[begin Text block]

That moment of silence was symbolic of a problem rife within L.A. Care Health Plan.

“The management team meetings were totally noninteractive,” Kahn says. “The organizational culture was, ‘Don’t speak up to leadership in the presence of your own manager. Let those above you do the talking — it’s safer.’ ... That’s just a deadly way of thinking.”

The more Kahn tried to get information out of people, the more he realized that the culture of L.A. Care wasn’t conducive to clear communications. In fact, the community accountable health plan that serves nearly 800,000 Los Angeles residents had a history of problems because people didn’t speak up or they didn’t fully understand the often-clouded mission of the company.

“Before my arrival at L.A. Care, the staff was buffeted by a number of surprises by managers, leadership and the board,” he says. “A culture of secrecy was developing. It was a young organization, but felt old — old style and old attitudes.”

It didn’t take Kahn long to come to the realization that, without taking some bold moves, this was going to be the company culture that he had to live with.

[end Text block]
[begin Material]

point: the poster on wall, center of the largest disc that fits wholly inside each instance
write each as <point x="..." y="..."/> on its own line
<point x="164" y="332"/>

[end Material]

Set problem A: According to the passage about L.A. Care Health Plan, who buffeted the staff with surprises before Kahn arrived? List each one.
Set problem B: In one to three sentences, state why the passage about L.A. Care Health Plan says the organization had a history of problems.
Set problem C: Go on with the passage about L.A. Care Health Plan, starting after its final sentence.

Reply A:
Managers
Leadership
The board

Reply B: The organization had a history of problems because people did not speak up or did not fully understand the company's often-clouded mission.

Reply C:
“I said, ‘You know what, everything I hear here is going to be filtered unless I change that,’” he says. “So I started popping in around the different departments and said, ‘If I start having these smaller group informal communications, the word would get out.’”

And so Kahn started getting the word out about having employees speak up and speak more clearly. He wasn’t just trying to get chatter going, he knew he and his employees believed in the mission of the $1 billion plan, the largest public health plan in America, and he wanted the company to use that passion to get feedback from people.

So Kahn took some symbolic actions and did some daily things to change his company culture, setting a clear tone for more straightforward communications from his office and then encouraging his more than 350 employees to speak candidly in different forums.